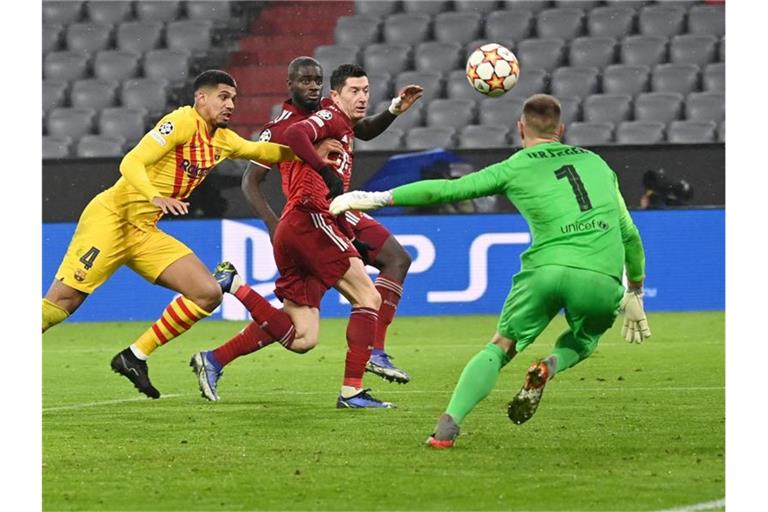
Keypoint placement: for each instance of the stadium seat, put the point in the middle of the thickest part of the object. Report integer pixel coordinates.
(707, 19)
(699, 49)
(570, 109)
(422, 7)
(162, 11)
(422, 137)
(130, 123)
(65, 66)
(575, 81)
(482, 137)
(437, 56)
(500, 113)
(682, 78)
(705, 106)
(692, 132)
(88, 37)
(413, 117)
(109, 12)
(71, 122)
(611, 21)
(589, 134)
(431, 81)
(607, 108)
(145, 93)
(62, 13)
(540, 54)
(139, 36)
(386, 58)
(454, 114)
(116, 65)
(479, 6)
(390, 140)
(93, 93)
(100, 146)
(406, 28)
(530, 81)
(171, 65)
(513, 25)
(643, 50)
(52, 37)
(640, 132)
(714, 77)
(189, 35)
(661, 20)
(457, 27)
(358, 30)
(56, 146)
(626, 79)
(595, 52)
(54, 94)
(560, 23)
(378, 8)
(662, 107)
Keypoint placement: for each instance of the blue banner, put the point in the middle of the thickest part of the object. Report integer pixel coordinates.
(462, 264)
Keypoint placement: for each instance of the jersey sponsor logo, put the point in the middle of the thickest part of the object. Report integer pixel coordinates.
(166, 128)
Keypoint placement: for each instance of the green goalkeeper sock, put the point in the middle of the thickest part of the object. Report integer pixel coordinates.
(476, 381)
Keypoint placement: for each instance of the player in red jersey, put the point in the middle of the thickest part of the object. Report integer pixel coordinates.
(305, 81)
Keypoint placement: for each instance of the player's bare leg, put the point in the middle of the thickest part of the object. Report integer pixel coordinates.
(200, 295)
(393, 262)
(357, 287)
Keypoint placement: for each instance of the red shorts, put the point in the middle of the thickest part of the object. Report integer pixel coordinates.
(369, 231)
(312, 255)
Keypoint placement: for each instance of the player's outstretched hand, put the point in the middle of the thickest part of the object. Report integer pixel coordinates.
(635, 328)
(360, 200)
(171, 205)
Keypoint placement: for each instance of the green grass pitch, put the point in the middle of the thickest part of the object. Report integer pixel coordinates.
(634, 427)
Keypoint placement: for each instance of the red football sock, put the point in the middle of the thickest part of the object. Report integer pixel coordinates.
(390, 291)
(274, 321)
(360, 334)
(250, 339)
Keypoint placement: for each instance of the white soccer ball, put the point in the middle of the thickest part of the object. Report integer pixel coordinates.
(492, 69)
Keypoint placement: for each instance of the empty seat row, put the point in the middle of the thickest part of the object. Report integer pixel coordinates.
(63, 12)
(531, 53)
(163, 64)
(567, 22)
(138, 36)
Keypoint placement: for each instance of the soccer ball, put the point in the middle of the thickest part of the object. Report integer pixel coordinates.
(492, 69)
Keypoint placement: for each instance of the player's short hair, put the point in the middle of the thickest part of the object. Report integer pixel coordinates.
(341, 73)
(300, 62)
(541, 113)
(212, 78)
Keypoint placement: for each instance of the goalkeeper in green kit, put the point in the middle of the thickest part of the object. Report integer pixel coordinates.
(583, 239)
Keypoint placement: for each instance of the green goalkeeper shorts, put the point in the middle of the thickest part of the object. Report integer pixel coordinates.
(590, 299)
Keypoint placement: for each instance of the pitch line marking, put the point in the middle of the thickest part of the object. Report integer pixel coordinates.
(707, 505)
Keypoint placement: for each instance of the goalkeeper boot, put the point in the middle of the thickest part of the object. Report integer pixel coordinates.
(445, 433)
(226, 275)
(525, 403)
(208, 374)
(362, 400)
(135, 370)
(380, 364)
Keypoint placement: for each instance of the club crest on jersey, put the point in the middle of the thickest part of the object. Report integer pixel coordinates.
(165, 128)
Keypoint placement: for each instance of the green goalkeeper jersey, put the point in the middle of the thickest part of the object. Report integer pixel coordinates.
(568, 195)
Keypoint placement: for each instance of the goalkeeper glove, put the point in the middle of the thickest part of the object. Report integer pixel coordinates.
(360, 200)
(635, 328)
(332, 181)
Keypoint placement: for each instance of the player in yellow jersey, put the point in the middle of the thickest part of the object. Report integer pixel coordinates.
(119, 226)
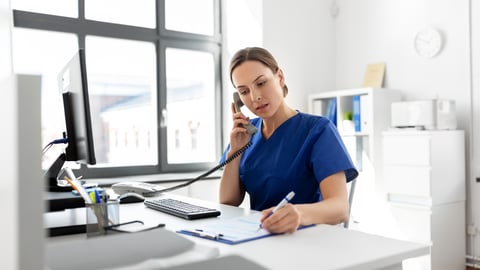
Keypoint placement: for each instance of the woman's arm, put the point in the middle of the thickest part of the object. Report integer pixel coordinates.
(231, 191)
(333, 209)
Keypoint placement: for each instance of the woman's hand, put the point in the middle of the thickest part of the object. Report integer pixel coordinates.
(284, 220)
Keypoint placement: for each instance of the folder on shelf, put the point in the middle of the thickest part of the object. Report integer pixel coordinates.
(332, 110)
(231, 231)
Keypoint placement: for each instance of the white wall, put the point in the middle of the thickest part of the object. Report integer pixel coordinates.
(8, 226)
(313, 49)
(474, 191)
(300, 35)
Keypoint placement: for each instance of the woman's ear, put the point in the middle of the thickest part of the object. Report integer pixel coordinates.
(281, 76)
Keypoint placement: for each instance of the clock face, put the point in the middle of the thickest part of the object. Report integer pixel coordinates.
(428, 42)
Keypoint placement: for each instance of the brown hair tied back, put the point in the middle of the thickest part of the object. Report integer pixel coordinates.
(255, 54)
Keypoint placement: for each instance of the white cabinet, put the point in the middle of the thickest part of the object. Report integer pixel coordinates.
(363, 145)
(374, 111)
(424, 173)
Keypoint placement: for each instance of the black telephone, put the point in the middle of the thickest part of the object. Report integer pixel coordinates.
(251, 129)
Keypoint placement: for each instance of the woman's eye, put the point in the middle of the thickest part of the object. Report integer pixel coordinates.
(261, 83)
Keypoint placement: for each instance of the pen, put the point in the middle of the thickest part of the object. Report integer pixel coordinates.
(281, 204)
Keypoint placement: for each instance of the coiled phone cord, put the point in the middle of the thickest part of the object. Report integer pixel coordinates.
(228, 160)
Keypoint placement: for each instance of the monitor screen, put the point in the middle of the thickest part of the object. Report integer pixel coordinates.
(72, 82)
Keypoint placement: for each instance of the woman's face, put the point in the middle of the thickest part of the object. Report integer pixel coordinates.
(260, 89)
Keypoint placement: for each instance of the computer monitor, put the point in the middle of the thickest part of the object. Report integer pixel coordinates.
(72, 82)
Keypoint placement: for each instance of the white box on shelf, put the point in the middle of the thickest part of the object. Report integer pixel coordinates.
(426, 114)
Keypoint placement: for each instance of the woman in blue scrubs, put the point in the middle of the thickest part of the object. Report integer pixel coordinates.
(292, 151)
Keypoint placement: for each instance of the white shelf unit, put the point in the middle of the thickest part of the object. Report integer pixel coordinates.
(364, 147)
(425, 181)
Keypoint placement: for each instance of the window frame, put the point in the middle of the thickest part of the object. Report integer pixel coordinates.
(162, 39)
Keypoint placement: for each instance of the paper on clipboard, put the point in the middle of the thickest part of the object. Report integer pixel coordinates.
(231, 231)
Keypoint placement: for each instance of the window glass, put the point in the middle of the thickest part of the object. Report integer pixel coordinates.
(190, 118)
(47, 58)
(130, 12)
(67, 8)
(122, 86)
(190, 16)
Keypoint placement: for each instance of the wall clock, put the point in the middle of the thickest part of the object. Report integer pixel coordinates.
(428, 42)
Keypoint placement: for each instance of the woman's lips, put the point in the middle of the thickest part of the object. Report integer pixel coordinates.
(261, 107)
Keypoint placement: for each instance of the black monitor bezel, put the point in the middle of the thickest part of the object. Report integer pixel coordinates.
(78, 121)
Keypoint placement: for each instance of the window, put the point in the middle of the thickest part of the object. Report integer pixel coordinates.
(153, 77)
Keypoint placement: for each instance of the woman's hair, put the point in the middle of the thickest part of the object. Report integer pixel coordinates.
(255, 54)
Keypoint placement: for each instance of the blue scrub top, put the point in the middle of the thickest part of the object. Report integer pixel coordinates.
(301, 152)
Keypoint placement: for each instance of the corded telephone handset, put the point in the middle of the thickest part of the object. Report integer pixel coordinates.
(147, 189)
(251, 129)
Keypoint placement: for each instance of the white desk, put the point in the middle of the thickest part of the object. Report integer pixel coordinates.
(319, 247)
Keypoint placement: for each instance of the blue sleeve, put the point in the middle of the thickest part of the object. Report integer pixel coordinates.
(330, 155)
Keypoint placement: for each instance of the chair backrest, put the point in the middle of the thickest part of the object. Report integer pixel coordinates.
(351, 192)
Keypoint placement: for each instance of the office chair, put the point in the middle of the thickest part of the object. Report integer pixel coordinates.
(351, 192)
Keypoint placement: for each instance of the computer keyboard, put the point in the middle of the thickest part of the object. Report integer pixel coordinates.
(181, 209)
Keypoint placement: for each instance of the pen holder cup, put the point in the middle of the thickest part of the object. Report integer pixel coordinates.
(100, 216)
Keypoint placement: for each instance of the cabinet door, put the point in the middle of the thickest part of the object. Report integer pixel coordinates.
(409, 180)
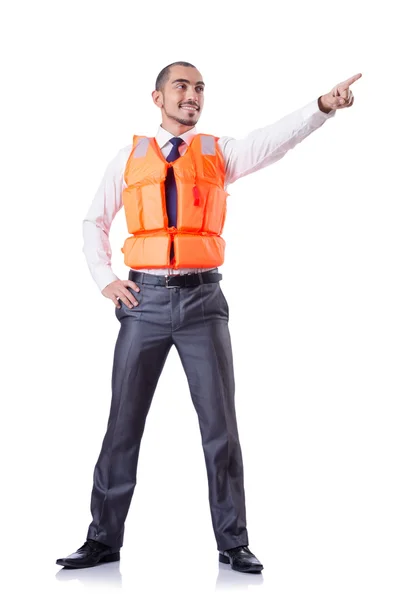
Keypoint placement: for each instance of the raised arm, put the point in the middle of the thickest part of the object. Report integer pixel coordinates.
(264, 146)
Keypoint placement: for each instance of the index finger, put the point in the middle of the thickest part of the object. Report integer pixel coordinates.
(345, 84)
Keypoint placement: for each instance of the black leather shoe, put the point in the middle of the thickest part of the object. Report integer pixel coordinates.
(90, 554)
(241, 559)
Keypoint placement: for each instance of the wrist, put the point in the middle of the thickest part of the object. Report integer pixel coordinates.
(322, 105)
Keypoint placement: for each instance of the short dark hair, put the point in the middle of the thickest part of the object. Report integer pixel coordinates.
(164, 74)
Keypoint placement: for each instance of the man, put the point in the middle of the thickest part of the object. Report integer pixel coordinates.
(173, 188)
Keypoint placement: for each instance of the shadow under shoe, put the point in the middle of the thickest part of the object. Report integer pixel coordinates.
(90, 554)
(241, 559)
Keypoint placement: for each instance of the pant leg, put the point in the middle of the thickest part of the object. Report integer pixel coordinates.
(204, 346)
(141, 349)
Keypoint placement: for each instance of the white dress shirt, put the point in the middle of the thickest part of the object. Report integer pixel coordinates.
(257, 150)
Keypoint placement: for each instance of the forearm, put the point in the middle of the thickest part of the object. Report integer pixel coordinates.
(262, 147)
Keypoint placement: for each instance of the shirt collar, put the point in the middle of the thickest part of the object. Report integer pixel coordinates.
(163, 136)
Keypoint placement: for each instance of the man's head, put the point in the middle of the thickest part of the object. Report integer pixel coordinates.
(179, 94)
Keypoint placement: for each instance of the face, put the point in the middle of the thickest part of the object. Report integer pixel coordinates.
(183, 97)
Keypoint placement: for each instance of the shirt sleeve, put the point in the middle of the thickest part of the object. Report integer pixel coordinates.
(96, 224)
(264, 146)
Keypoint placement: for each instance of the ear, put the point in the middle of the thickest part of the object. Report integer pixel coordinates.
(157, 98)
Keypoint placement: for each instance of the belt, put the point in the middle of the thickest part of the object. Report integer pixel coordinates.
(188, 280)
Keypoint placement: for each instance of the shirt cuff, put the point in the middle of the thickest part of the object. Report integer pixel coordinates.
(103, 276)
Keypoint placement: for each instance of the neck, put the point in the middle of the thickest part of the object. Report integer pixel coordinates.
(176, 128)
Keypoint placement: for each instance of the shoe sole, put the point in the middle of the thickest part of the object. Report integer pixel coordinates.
(226, 561)
(110, 558)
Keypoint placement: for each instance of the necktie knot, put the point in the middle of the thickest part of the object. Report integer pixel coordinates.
(176, 142)
(174, 154)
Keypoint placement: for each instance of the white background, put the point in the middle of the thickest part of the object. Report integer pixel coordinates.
(310, 278)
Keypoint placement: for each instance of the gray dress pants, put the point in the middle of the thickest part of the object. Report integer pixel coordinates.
(195, 319)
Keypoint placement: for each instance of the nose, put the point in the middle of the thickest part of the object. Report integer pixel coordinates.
(192, 96)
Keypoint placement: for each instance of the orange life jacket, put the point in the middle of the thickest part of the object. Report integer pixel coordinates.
(201, 206)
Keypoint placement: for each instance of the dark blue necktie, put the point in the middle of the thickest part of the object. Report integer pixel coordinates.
(170, 187)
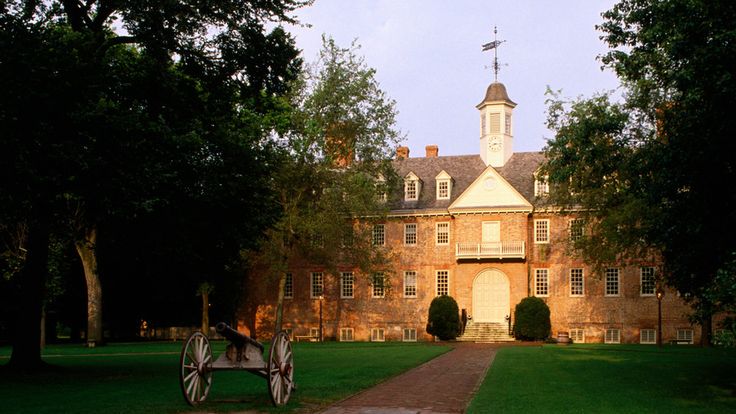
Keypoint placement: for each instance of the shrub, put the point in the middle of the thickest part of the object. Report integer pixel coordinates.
(532, 319)
(444, 321)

____

WHAT YOU WILL DO
From the material above, write out exactly the lines from the line with "Keypoint placement: for each instance of the necktie" through the closing line, inclusive, and no pictures.

TASK RESPONSE
Keypoint placement: for each instance of the necktie knot, put the point in the middle of the thickest part of the object. Report integer pixel coordinates.
(176, 142)
(174, 154)
Keypoint placement: for each instance of the white background, put the point in the middle of the thickest part of the object. Report integer pixel coordinates.
(310, 278)
Keypoint placement: for each instance of the gray dress pants, put the point in the middle of the thickest part of the object. Report integer pixel coordinates.
(195, 319)
Keypoint placement: for each instance of the nose, put the point in the middle of the thickest part of the object. Report integer pixel coordinates.
(192, 96)
Keypoint placement: for each instance of the orange life jacket, put the point in the middle of the thickest part of the object. Report integer pixel coordinates.
(201, 206)
Keypoint placement: for each instance of the dark blue necktie, put the point in the middle of the thickest part of the object. Report integer pixel coordinates.
(170, 187)
Keypoint placement: for each instance of the shrub, put the point in the middle of the thickest part of the object. Report integer pixel coordinates.
(532, 319)
(444, 321)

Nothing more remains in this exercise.